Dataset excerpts

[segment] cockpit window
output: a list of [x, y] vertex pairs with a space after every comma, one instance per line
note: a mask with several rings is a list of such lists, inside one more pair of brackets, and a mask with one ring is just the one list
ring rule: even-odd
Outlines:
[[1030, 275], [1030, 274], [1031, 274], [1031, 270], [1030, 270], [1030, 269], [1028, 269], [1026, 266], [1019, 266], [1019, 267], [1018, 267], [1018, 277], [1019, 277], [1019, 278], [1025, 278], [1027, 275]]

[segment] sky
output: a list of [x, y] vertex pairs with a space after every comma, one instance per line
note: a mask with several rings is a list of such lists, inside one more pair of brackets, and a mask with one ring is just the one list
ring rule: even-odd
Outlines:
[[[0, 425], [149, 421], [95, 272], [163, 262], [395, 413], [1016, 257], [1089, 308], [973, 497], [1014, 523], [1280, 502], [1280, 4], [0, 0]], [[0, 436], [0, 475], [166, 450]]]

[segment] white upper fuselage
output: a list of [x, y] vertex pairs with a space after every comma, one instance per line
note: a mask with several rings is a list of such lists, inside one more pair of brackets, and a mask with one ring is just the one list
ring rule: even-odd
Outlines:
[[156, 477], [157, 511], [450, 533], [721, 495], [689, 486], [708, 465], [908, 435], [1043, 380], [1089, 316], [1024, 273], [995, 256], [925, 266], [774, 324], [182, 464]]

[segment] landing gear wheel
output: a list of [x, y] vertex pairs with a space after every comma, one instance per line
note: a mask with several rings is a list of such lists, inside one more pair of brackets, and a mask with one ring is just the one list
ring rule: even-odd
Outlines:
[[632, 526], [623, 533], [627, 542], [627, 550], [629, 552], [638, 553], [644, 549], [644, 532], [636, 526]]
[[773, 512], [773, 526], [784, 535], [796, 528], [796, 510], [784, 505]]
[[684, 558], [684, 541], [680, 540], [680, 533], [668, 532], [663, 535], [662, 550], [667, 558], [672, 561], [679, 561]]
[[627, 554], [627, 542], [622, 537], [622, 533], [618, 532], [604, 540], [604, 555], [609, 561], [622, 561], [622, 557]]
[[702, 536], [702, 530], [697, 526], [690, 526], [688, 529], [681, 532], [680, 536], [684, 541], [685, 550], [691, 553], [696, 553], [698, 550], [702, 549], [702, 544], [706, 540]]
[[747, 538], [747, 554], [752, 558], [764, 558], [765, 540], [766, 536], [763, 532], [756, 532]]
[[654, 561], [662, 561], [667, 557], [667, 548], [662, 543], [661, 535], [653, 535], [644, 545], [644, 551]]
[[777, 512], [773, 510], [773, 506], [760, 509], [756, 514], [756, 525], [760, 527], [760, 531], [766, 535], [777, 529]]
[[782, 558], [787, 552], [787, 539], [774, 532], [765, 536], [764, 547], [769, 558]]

What is required :: Go through the records above and copy each line exactly.

Response for this exercise ::
[segment] cockpit window
output: a list of [x, y] vertex pairs with a space after every comma, one instance per line
note: a mask with several rings is a list of such lists, inside one more pair of brackets, and a mask with one ring is just the one list
ring rule: even-odd
Outlines:
[[1030, 275], [1030, 274], [1031, 274], [1031, 270], [1030, 270], [1030, 269], [1028, 269], [1026, 266], [1019, 266], [1019, 267], [1018, 267], [1018, 277], [1019, 277], [1019, 278], [1025, 278], [1027, 275]]

[segment] sky
output: a list of [x, y] vertex pairs with a space after every comma, one instance per line
note: a mask with several rings is a list of such lists, inside one more pair of brackets, and a mask with one ring is just the one list
ring rule: even-odd
Outlines:
[[[0, 425], [149, 421], [95, 272], [163, 262], [395, 413], [1016, 257], [1089, 308], [973, 497], [1014, 523], [1280, 502], [1280, 4], [0, 0]], [[0, 436], [0, 475], [166, 450]]]

[segment] white upper fuselage
output: a list of [x, y] vertex pairs with a space after every comma, one instance per line
note: a mask with several rings is a list of such lists, inside one more pair of brackets, and a mask with one ring is just the one list
ring rule: even-odd
Outlines:
[[156, 477], [157, 511], [450, 533], [721, 495], [689, 486], [708, 465], [908, 435], [1043, 380], [1089, 316], [1024, 273], [995, 256], [925, 266], [774, 324], [182, 464]]

[segment] landing gear wheel
output: a list of [x, y] vertex pairs with a space after every comma, one instance per line
note: a mask with several rings is a list of such lists, inside one more pair of brackets, and a mask with one ring is just the one list
ring rule: even-odd
Outlines:
[[632, 526], [623, 533], [627, 542], [627, 550], [629, 552], [638, 553], [644, 549], [644, 532], [636, 526]]
[[773, 512], [773, 526], [784, 535], [796, 528], [796, 510], [784, 505]]
[[684, 558], [684, 541], [680, 540], [680, 533], [668, 532], [663, 535], [662, 550], [667, 558], [672, 561], [679, 561]]
[[627, 554], [627, 542], [622, 537], [622, 533], [618, 532], [604, 540], [604, 555], [609, 561], [622, 561], [622, 557]]
[[702, 536], [702, 530], [697, 526], [690, 526], [688, 529], [681, 532], [680, 536], [684, 541], [685, 550], [691, 553], [696, 553], [698, 550], [702, 549], [702, 544], [706, 540]]
[[747, 538], [747, 554], [752, 558], [764, 558], [765, 540], [766, 536], [763, 532], [756, 532]]
[[654, 561], [662, 561], [667, 557], [667, 548], [662, 543], [661, 535], [653, 535], [644, 545], [644, 551]]
[[777, 512], [773, 510], [773, 506], [760, 509], [756, 514], [756, 525], [760, 527], [760, 531], [766, 535], [777, 529]]
[[782, 558], [787, 552], [787, 539], [774, 532], [765, 536], [764, 547], [769, 558]]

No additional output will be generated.